Point localization data:

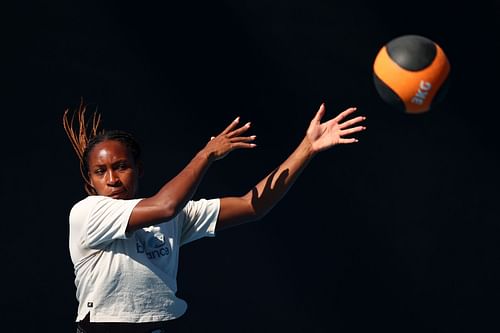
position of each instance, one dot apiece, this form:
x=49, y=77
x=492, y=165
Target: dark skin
x=114, y=173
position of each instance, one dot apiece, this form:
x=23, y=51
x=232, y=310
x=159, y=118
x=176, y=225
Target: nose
x=112, y=178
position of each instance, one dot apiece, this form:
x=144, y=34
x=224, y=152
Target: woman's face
x=112, y=170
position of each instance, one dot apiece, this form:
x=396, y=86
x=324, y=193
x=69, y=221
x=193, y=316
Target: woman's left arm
x=268, y=192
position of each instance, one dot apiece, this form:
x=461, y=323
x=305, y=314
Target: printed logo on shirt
x=154, y=247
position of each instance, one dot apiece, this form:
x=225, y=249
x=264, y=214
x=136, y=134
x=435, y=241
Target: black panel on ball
x=387, y=94
x=441, y=93
x=412, y=52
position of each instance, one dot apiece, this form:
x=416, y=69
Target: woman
x=125, y=249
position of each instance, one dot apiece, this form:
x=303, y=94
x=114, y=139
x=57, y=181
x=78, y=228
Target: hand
x=330, y=133
x=228, y=140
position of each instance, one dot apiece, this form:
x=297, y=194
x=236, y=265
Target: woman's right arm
x=167, y=203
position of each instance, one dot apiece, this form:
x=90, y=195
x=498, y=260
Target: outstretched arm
x=174, y=194
x=269, y=191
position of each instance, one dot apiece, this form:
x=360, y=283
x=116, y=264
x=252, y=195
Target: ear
x=140, y=168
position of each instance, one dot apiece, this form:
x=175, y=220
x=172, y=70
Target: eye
x=122, y=166
x=99, y=171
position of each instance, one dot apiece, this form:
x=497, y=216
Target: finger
x=239, y=145
x=344, y=114
x=319, y=114
x=351, y=122
x=243, y=139
x=239, y=131
x=352, y=130
x=350, y=140
x=231, y=126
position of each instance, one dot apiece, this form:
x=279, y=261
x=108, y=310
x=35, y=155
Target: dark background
x=398, y=233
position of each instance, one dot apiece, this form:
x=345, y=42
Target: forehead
x=109, y=151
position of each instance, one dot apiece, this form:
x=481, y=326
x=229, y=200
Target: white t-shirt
x=131, y=277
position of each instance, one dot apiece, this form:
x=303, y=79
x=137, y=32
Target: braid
x=80, y=137
x=83, y=140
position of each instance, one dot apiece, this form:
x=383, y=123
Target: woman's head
x=110, y=161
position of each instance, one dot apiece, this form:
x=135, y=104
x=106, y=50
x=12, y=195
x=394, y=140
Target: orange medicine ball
x=411, y=73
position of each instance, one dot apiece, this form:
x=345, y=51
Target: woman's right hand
x=228, y=140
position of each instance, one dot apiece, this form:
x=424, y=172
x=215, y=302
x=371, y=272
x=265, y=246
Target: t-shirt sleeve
x=101, y=219
x=199, y=219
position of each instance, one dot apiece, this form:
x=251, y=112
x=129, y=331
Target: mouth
x=120, y=194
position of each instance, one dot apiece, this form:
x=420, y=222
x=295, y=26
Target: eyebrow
x=113, y=164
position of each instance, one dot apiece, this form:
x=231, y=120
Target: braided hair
x=84, y=139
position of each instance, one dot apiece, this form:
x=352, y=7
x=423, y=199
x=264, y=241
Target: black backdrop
x=397, y=233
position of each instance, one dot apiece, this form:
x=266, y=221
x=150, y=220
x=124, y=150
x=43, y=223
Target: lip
x=117, y=194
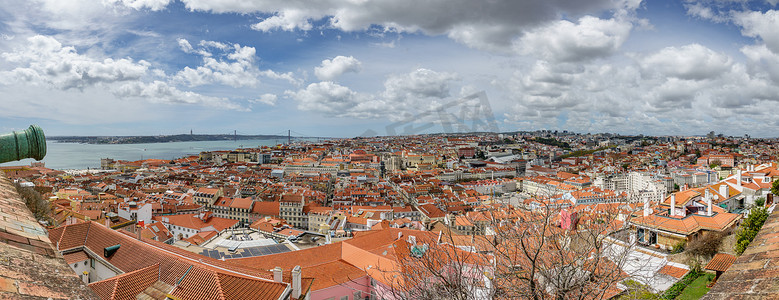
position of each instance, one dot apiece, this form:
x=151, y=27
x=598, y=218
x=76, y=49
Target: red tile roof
x=127, y=285
x=672, y=271
x=195, y=276
x=720, y=262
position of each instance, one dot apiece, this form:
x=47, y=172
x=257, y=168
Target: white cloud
x=564, y=41
x=141, y=4
x=705, y=12
x=46, y=61
x=327, y=97
x=417, y=85
x=331, y=69
x=161, y=92
x=693, y=61
x=285, y=20
x=763, y=25
x=762, y=61
x=269, y=99
x=232, y=65
x=403, y=94
x=185, y=45
x=472, y=23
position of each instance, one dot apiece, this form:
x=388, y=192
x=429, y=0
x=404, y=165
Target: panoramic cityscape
x=341, y=149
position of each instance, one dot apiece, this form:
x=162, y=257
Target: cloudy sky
x=351, y=67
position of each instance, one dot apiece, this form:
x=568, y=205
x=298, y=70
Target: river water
x=63, y=156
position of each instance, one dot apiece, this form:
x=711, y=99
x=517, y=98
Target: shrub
x=707, y=245
x=749, y=228
x=679, y=247
x=676, y=289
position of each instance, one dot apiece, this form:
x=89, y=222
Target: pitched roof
x=754, y=274
x=720, y=262
x=195, y=276
x=127, y=285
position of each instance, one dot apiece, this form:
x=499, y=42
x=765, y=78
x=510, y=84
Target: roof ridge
x=219, y=285
x=86, y=236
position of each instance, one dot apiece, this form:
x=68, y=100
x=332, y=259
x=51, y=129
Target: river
x=64, y=156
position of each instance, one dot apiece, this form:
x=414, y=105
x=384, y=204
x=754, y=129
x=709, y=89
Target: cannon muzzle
x=18, y=145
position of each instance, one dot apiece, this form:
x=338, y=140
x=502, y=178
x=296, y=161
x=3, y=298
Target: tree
x=775, y=187
x=749, y=228
x=39, y=207
x=715, y=163
x=529, y=253
x=706, y=246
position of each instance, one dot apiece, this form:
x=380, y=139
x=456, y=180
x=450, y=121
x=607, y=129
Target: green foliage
x=697, y=288
x=552, y=142
x=578, y=153
x=749, y=228
x=775, y=187
x=707, y=245
x=637, y=290
x=678, y=287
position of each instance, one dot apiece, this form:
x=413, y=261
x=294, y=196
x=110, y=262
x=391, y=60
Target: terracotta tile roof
x=720, y=262
x=127, y=285
x=193, y=222
x=75, y=257
x=195, y=276
x=672, y=271
x=29, y=268
x=754, y=274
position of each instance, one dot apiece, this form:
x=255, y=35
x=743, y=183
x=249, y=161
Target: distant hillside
x=160, y=138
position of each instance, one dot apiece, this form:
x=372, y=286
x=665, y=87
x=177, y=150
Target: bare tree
x=549, y=252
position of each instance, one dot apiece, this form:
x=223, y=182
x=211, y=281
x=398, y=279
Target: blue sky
x=345, y=68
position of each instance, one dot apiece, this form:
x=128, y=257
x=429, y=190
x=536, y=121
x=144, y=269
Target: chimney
x=277, y=274
x=646, y=207
x=738, y=177
x=296, y=287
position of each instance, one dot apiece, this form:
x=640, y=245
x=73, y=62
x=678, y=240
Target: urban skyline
x=341, y=68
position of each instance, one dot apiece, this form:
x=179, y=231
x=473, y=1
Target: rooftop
x=754, y=274
x=29, y=267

> **What this task involves**
All of the entries need to be retyped word for word, pictures excluded.

> **Completed exercise**
position of each instance, one dot apiece, this form:
x=49, y=77
x=492, y=165
Target: dark skin
x=114, y=173
position of each instance, one dot apiece, this form:
x=23, y=51
x=232, y=310
x=159, y=118
x=176, y=225
Target: nose
x=112, y=178
position of each instance, one dot apiece, this form:
x=144, y=34
x=224, y=152
Target: woman's face
x=112, y=170
position of each instance, one dot apiece, this form:
x=396, y=86
x=324, y=193
x=69, y=221
x=193, y=316
Target: woman's left arm
x=268, y=192
position of each instance, one dot apiece, this form:
x=461, y=323
x=305, y=314
Target: printed logo on shirt
x=154, y=247
position of each instance, one dot apiece, this form:
x=225, y=249
x=264, y=214
x=136, y=134
x=435, y=241
Target: black panel on ball
x=387, y=94
x=441, y=93
x=412, y=52
position of each instance, one dot apiece, this form:
x=416, y=69
Target: woman
x=125, y=249
position of each instance, one dot apiece, this form:
x=303, y=94
x=114, y=139
x=57, y=181
x=78, y=228
Target: hand
x=330, y=133
x=228, y=140
position of each instance, one dot apiece, this form:
x=297, y=194
x=236, y=265
Target: woman's right arm
x=167, y=203
position of each instance, one dot apiece, this form:
x=90, y=195
x=498, y=260
Target: outstretched arm
x=174, y=194
x=269, y=191
position of each instance, one dot apiece, this form:
x=360, y=283
x=116, y=264
x=252, y=195
Target: ear
x=140, y=168
position of each instance, one dot apiece, this form:
x=175, y=220
x=172, y=70
Target: eye
x=122, y=166
x=99, y=171
position of each instance, one dot apiece, this form:
x=497, y=216
Target: finger
x=239, y=145
x=344, y=114
x=319, y=114
x=351, y=122
x=243, y=139
x=239, y=131
x=352, y=130
x=350, y=140
x=231, y=126
position of each instance, one dot apiece, this form:
x=279, y=261
x=108, y=310
x=35, y=155
Target: dark background
x=398, y=233
position of each instance, one dot apiece, this form:
x=345, y=42
Target: forehead
x=109, y=151
position of each instance, one dot apiece, this form:
x=481, y=326
x=229, y=200
Target: white t-shirt
x=131, y=277
position of each instance, one dot apiece, this form:
x=303, y=79
x=137, y=32
Target: braid
x=80, y=137
x=83, y=140
position of each instance, one dot apiece, this form:
x=383, y=123
Target: woman's head
x=110, y=161
position of each instance, one dot apiece, this form:
x=135, y=104
x=106, y=50
x=12, y=195
x=394, y=140
Target: orange medicine ball
x=411, y=73
position of each instance, one dot apiece, this form:
x=345, y=51
Target: woman's right hand
x=228, y=140
position of each instance, one dot apiece, this form:
x=424, y=172
x=215, y=302
x=371, y=272
x=265, y=246
Target: t-shirt sleeve
x=101, y=219
x=199, y=219
position of each instance, one dot apiece, this form:
x=251, y=112
x=129, y=331
Target: mouth
x=120, y=194
position of each instance, one dot apiece, this form:
x=420, y=222
x=295, y=26
Target: eyebrow
x=113, y=164
position of each instance, one dot apiece, this form:
x=231, y=120
Target: braided hair
x=84, y=139
position of each instance, one dot apiece, this form:
x=352, y=7
x=423, y=199
x=264, y=241
Target: black backdrop
x=397, y=233
position of each instance, one dot apiece, this form:
x=266, y=221
x=150, y=220
x=124, y=150
x=43, y=223
Target: lip
x=117, y=194
position of each instance, one dot apiece, this form:
x=151, y=27
x=598, y=218
x=76, y=49
Target: red tile roof
x=127, y=285
x=672, y=271
x=195, y=276
x=720, y=262
position of each instance, one dot apiece, this form:
x=47, y=172
x=257, y=168
Target: white cloud
x=564, y=41
x=141, y=4
x=705, y=12
x=46, y=61
x=327, y=97
x=417, y=85
x=331, y=69
x=161, y=92
x=693, y=61
x=285, y=20
x=763, y=25
x=762, y=61
x=269, y=99
x=232, y=65
x=403, y=94
x=185, y=45
x=472, y=23
position of each instance, one dot apiece, this form:
x=388, y=192
x=429, y=0
x=404, y=165
Target: panoramic cityscape
x=341, y=149
position of each instance, one dot apiece, this form:
x=162, y=257
Target: cloudy sky
x=351, y=67
position of each instance, one dot apiece, this form:
x=568, y=205
x=298, y=70
Target: river water
x=63, y=156
position of each instance, one dot apiece, this form:
x=711, y=99
x=517, y=98
Target: shrub
x=707, y=245
x=749, y=228
x=679, y=247
x=676, y=289
position of each instance, one dot apiece, this form:
x=89, y=222
Target: pitched roof
x=754, y=274
x=720, y=262
x=195, y=276
x=127, y=285
position of each instance, one dot apiece, this form:
x=499, y=42
x=765, y=78
x=510, y=84
Target: roof ridge
x=219, y=285
x=86, y=236
position of each instance, one dot apiece, this form:
x=68, y=100
x=332, y=259
x=51, y=129
Target: river
x=64, y=156
position of each instance, one dot apiece, this form:
x=414, y=105
x=384, y=204
x=754, y=129
x=709, y=89
Target: cannon muzzle
x=18, y=145
position of each instance, one dot apiece, this form:
x=338, y=140
x=502, y=178
x=296, y=161
x=3, y=298
Target: tree
x=775, y=187
x=749, y=228
x=39, y=207
x=715, y=163
x=529, y=253
x=706, y=246
position of each instance, one dot apiece, this form:
x=380, y=139
x=456, y=180
x=450, y=121
x=607, y=129
Target: green foliage
x=697, y=288
x=552, y=142
x=578, y=153
x=749, y=228
x=775, y=187
x=707, y=245
x=637, y=290
x=678, y=287
position of each instance, one dot apiece, this form:
x=413, y=261
x=294, y=196
x=110, y=262
x=391, y=60
Target: terracotta tile roof
x=720, y=262
x=127, y=285
x=193, y=222
x=75, y=257
x=195, y=276
x=672, y=271
x=29, y=268
x=754, y=274
position of each instance, one dot apiece, this form:
x=255, y=35
x=743, y=183
x=249, y=161
Target: distant hillside
x=160, y=138
position of each instance, one dot apiece, this form:
x=372, y=286
x=665, y=87
x=177, y=150
Target: bare tree
x=549, y=252
position of each instance, one dot apiece, this form:
x=223, y=182
x=211, y=281
x=398, y=279
Target: blue sky
x=345, y=68
position of each instance, one dot apiece, this form:
x=128, y=257
x=429, y=190
x=536, y=121
x=144, y=269
Target: chimney
x=277, y=274
x=646, y=207
x=738, y=177
x=296, y=287
position of each instance, one dot apiece, this form:
x=640, y=245
x=73, y=62
x=678, y=240
Target: urban skyline
x=341, y=68
position of each instance, one dot apiece, this form:
x=179, y=231
x=473, y=1
Target: rooftop
x=754, y=274
x=29, y=267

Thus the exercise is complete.